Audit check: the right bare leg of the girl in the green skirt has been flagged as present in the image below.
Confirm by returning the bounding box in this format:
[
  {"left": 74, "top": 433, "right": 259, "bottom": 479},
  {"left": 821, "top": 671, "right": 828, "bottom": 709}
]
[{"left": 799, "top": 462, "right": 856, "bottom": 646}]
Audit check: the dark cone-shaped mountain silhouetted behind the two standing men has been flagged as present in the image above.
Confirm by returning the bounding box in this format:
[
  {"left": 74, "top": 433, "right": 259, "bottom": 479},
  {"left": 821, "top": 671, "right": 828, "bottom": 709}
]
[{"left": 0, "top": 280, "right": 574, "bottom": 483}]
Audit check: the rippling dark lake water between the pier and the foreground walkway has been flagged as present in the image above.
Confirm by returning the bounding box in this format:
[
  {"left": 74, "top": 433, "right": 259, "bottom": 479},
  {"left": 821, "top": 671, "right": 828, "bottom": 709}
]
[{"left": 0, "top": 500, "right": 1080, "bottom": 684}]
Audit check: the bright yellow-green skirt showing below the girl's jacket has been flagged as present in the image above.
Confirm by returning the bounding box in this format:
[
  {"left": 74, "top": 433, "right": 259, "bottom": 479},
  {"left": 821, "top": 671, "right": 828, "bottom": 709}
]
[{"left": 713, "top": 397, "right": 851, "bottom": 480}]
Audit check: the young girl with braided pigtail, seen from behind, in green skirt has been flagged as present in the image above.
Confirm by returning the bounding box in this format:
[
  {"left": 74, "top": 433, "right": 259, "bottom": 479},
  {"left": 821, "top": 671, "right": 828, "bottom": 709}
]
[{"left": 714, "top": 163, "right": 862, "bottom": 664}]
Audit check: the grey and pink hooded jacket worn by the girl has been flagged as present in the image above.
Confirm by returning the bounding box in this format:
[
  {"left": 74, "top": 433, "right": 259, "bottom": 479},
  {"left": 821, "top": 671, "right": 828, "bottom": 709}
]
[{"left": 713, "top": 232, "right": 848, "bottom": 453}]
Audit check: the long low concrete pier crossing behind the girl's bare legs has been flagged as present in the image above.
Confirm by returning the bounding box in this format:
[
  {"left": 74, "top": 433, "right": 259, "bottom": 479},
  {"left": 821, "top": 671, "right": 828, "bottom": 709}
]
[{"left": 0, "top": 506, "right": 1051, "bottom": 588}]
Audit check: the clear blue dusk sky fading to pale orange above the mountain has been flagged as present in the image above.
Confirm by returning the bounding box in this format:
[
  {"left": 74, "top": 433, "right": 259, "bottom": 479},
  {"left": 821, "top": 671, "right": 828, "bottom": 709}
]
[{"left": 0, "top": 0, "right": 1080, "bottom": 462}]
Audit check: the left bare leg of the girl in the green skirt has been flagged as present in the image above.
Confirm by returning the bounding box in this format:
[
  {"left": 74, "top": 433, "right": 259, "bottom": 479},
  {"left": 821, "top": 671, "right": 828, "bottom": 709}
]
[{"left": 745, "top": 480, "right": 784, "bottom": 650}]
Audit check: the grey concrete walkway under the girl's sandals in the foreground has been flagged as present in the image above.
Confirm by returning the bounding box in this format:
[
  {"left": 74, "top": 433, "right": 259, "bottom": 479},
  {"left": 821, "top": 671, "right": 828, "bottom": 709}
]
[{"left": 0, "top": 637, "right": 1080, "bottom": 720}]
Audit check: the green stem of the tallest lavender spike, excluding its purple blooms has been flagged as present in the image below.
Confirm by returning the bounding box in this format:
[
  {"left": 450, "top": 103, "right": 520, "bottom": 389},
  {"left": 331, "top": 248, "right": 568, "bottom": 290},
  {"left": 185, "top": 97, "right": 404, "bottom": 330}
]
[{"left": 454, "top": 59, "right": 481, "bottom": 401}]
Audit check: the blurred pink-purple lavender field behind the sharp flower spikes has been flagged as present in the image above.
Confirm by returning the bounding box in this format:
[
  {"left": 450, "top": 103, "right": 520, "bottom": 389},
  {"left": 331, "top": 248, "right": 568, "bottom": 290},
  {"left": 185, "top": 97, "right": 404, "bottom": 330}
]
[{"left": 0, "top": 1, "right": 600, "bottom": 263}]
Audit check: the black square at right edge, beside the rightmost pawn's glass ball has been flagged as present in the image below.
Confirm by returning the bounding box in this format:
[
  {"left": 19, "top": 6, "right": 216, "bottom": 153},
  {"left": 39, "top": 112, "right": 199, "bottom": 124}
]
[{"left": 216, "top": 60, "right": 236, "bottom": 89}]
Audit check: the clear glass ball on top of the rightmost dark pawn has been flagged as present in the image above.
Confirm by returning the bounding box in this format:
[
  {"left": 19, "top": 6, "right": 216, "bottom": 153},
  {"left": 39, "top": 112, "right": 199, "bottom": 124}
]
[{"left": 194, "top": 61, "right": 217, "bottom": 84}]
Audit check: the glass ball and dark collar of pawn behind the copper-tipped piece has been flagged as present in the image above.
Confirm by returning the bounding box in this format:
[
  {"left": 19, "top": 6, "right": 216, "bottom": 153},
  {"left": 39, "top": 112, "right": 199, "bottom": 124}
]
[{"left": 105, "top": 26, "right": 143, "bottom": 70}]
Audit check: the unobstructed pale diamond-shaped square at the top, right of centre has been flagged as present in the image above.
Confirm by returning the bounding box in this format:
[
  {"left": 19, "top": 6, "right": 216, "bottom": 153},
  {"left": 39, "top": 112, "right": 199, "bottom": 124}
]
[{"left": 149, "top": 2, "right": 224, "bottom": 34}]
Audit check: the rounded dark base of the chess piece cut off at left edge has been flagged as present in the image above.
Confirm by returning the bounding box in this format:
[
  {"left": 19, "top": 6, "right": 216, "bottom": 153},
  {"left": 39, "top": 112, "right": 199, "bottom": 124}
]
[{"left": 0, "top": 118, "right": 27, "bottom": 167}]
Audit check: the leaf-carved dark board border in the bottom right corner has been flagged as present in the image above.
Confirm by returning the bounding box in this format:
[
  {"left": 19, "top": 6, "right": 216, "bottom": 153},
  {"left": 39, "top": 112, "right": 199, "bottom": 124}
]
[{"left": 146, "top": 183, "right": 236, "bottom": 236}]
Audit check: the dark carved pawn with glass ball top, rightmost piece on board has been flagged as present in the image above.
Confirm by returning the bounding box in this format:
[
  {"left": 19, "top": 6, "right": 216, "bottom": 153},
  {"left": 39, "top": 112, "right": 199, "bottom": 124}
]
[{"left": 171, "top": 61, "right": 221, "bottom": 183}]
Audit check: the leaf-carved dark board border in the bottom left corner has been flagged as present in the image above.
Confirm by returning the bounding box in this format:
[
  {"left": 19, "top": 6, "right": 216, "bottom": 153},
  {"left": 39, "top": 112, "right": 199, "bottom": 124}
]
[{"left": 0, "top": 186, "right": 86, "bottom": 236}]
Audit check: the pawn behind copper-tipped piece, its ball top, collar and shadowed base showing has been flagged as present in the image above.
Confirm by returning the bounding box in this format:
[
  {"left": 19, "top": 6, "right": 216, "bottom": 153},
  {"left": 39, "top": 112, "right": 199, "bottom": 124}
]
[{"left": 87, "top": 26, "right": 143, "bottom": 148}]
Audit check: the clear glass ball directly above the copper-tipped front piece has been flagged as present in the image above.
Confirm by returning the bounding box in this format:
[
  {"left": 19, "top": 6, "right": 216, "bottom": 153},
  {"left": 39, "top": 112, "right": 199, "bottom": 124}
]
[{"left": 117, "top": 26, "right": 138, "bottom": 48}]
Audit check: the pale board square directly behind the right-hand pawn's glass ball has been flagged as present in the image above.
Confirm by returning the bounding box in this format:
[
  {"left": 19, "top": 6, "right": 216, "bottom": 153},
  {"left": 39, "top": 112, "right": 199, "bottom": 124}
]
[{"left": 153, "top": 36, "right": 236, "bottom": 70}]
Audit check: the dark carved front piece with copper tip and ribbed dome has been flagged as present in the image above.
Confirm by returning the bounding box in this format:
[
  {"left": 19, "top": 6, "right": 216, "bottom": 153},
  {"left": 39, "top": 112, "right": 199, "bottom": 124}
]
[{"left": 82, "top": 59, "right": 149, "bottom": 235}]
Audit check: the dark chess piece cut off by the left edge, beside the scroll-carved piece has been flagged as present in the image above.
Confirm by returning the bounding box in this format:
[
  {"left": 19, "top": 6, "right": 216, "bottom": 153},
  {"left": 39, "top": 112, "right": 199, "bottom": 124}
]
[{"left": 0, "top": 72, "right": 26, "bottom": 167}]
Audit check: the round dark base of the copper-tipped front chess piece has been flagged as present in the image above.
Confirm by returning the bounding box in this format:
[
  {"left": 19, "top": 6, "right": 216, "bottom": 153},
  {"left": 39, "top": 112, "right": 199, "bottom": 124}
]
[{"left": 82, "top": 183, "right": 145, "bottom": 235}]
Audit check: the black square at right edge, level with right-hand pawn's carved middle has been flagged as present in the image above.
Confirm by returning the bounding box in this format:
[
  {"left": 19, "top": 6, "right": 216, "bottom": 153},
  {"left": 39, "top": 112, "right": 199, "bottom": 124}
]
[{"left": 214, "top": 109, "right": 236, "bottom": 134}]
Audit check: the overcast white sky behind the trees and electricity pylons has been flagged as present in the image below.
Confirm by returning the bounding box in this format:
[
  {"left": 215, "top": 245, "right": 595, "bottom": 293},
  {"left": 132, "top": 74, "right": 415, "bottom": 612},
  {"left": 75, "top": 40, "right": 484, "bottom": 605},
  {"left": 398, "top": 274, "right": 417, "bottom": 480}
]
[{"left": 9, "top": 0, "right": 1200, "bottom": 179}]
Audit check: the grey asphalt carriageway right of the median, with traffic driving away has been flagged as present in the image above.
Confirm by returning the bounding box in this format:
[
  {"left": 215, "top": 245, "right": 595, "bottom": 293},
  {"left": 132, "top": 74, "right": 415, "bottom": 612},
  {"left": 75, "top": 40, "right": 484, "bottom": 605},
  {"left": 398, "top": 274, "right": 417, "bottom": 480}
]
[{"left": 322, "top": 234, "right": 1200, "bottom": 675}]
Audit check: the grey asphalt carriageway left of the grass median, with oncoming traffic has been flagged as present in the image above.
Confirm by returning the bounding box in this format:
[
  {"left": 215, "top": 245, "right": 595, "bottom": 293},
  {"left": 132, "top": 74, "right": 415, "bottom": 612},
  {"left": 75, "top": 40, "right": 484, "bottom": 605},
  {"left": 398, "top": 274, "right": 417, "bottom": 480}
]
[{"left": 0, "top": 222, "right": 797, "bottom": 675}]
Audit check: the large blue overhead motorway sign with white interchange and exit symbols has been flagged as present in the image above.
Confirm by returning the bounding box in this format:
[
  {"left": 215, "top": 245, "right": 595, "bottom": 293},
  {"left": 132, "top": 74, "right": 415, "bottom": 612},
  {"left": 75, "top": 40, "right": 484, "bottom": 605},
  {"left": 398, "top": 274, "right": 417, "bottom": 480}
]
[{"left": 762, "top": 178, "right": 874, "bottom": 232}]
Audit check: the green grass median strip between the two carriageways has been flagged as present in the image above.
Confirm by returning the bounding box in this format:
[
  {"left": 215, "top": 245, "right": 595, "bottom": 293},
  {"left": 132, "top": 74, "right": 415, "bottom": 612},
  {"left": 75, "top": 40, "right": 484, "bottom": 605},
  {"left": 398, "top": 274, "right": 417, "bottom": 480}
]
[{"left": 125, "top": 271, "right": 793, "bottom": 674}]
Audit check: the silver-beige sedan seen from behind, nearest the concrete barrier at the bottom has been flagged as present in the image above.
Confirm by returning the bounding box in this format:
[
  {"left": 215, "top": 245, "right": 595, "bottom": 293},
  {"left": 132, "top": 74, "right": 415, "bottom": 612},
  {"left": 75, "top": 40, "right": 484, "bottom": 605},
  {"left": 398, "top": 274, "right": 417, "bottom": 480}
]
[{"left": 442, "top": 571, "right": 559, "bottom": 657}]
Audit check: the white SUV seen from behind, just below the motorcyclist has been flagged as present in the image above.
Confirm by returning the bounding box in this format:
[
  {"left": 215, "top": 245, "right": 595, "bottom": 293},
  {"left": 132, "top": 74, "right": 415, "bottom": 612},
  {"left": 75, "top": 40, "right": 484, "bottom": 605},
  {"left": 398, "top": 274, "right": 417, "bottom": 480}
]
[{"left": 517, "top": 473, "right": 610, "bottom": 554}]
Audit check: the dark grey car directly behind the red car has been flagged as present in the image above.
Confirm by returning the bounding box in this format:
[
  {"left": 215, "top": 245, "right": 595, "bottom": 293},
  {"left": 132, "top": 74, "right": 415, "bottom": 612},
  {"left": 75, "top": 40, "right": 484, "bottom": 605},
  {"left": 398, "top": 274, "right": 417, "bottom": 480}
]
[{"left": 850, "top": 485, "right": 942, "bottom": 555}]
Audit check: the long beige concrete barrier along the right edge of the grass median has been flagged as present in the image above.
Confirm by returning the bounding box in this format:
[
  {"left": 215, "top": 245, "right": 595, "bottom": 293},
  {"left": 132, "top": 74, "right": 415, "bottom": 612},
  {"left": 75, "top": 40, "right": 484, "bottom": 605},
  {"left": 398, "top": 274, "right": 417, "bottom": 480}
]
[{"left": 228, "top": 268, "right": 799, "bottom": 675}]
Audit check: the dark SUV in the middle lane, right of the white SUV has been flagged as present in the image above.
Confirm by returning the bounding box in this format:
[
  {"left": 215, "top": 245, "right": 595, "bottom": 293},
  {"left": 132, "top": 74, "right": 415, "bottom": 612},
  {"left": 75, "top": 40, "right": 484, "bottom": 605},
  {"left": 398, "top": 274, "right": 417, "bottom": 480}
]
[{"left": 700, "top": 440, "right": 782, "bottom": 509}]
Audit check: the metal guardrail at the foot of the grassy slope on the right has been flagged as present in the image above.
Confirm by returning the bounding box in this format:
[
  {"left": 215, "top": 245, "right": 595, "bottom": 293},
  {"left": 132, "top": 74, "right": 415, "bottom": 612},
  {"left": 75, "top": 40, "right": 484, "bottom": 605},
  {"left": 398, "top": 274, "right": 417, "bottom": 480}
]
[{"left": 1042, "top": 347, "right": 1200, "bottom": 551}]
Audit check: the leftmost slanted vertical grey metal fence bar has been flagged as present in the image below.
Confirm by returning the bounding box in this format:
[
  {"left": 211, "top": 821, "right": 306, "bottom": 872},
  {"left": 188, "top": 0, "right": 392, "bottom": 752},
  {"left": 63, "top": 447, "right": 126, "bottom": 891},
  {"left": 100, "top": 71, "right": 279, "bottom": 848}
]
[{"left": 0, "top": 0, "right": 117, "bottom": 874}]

★ ★ ★ ★ ★

Reproduce every line of the material above that has the string "glass".

Exercise answer -
Audit check: the black square at right edge, beside the rightmost pawn's glass ball has been flagged as present in the image below.
Audit check: the clear glass ball on top of the rightmost dark pawn has been flagged as present in the image above.
Audit check: the glass ball and dark collar of pawn behind the copper-tipped piece has been flagged as present in the image above.
Audit check: the dark carved pawn with glass ball top, rightmost piece on board has been flagged as present in the image above.
Audit check: the clear glass ball directly above the copper-tipped front piece has been flagged as present in the image above.
Audit check: the pale board square directly behind the right-hand pawn's glass ball has been flagged as present in the image above.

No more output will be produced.